Task brief:
Lay out the lines of the listing below as a JSON list of strings, one string per line, starting at the line that contains "For the benchmark, mark every instance of the large" and ending at the line that contains "54], [368, 489]]", with both of those lines included and any blank lines left out.

[Point placement records]

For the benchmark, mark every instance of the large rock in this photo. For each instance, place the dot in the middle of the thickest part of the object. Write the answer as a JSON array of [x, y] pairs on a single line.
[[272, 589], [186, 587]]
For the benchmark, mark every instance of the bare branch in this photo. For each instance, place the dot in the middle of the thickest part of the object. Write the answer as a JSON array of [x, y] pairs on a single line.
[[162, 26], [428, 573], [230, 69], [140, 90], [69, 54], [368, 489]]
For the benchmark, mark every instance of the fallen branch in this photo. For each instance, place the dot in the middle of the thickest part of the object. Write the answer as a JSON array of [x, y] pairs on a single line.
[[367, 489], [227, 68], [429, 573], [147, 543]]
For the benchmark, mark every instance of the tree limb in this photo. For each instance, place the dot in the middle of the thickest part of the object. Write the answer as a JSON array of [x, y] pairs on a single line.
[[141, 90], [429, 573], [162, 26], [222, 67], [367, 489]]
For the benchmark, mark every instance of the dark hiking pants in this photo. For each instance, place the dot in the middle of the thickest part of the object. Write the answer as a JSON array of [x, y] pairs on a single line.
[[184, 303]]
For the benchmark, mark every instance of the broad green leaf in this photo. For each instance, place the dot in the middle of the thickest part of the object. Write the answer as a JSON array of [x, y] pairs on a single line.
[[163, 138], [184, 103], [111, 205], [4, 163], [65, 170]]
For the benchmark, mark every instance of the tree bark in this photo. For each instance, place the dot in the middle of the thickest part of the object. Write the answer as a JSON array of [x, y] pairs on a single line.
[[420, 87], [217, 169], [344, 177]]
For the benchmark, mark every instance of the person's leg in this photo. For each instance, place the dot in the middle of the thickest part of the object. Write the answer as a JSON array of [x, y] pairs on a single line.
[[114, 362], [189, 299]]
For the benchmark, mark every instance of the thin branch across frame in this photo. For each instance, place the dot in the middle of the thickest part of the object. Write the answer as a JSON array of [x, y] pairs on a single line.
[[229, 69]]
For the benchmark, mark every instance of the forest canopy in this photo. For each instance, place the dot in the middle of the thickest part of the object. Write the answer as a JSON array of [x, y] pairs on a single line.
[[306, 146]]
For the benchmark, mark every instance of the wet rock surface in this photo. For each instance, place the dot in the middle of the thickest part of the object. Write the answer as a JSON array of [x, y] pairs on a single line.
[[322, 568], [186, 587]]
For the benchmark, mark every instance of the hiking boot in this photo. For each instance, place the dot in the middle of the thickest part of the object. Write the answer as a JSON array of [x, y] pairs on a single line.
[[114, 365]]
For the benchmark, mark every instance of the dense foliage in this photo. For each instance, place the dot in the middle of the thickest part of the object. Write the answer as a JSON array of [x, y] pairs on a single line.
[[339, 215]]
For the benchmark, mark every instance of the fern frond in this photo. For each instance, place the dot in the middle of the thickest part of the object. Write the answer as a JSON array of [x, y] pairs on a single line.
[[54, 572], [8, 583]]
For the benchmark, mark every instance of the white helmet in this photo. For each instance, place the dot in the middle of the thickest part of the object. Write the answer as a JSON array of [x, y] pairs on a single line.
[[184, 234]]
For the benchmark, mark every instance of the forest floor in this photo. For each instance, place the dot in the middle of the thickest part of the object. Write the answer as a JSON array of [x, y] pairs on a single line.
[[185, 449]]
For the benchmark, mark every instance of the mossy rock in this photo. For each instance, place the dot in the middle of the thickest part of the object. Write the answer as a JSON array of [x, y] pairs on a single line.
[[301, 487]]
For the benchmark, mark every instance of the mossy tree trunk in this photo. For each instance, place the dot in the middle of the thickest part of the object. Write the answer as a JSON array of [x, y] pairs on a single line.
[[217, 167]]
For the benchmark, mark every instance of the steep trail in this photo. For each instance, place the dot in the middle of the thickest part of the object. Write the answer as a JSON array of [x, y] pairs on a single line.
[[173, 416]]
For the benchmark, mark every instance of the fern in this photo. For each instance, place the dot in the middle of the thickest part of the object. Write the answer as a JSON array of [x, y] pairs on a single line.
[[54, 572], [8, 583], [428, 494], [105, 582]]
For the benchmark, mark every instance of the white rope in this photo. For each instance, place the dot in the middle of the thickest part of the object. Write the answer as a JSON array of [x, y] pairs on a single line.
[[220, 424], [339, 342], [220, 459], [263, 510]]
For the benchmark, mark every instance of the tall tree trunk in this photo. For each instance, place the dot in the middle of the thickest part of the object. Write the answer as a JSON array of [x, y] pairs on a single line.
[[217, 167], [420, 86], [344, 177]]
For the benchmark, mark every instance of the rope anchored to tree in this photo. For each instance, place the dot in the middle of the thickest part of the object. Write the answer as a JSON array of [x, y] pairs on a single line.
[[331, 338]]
==
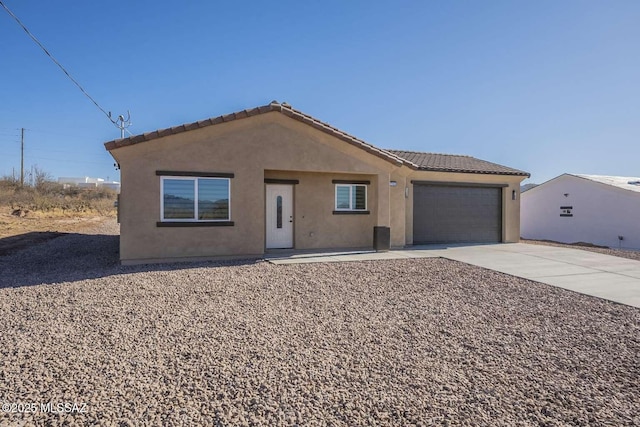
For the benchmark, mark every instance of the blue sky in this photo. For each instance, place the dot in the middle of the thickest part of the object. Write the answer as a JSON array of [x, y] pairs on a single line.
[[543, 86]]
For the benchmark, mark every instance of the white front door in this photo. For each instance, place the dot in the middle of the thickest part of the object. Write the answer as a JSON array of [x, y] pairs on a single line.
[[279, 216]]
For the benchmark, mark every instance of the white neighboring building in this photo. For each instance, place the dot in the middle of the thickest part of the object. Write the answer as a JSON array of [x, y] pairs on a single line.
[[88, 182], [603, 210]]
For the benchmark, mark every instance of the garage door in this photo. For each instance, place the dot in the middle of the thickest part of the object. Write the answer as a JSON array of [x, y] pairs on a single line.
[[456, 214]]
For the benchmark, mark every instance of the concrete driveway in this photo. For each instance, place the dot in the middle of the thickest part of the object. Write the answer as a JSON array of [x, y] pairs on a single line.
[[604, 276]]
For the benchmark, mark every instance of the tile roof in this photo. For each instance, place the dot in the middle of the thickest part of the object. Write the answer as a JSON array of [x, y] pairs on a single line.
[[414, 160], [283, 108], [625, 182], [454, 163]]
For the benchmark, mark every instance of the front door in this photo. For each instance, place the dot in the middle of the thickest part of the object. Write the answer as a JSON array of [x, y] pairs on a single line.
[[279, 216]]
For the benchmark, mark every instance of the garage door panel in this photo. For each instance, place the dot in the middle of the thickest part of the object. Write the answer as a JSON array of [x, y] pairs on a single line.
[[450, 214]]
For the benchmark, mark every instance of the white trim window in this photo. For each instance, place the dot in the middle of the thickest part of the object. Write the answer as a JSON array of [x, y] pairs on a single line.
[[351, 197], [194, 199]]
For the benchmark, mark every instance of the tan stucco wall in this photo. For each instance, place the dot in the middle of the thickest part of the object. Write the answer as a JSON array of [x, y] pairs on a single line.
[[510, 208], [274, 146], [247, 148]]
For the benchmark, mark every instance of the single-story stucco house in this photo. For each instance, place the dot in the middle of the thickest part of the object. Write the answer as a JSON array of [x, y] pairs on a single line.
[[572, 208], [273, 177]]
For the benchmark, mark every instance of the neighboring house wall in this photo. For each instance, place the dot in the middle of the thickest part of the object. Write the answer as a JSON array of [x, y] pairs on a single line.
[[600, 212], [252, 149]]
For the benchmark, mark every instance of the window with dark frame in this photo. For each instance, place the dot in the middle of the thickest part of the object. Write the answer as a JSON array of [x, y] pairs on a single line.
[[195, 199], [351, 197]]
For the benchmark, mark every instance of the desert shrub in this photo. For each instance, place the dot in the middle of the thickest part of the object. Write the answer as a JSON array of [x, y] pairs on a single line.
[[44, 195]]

Output:
[
  "For the benchmark, mark every instance of the large rock in this photo. For each instance, place the dot in the middle of the thickest part of the object. Write the answer as a JSON array of [x, y] pairs on a single line.",
  "[[272, 589], [186, 587]]",
  "For the benchmark, mark every instance of the bare branch in this photo. For each instance, place the dot in the middle of the thickest part of the object. Write the answer as a JSON array of [x, y] pairs on a single line.",
  "[[162, 26], [428, 573], [230, 69], [140, 90], [69, 54], [368, 489]]"
]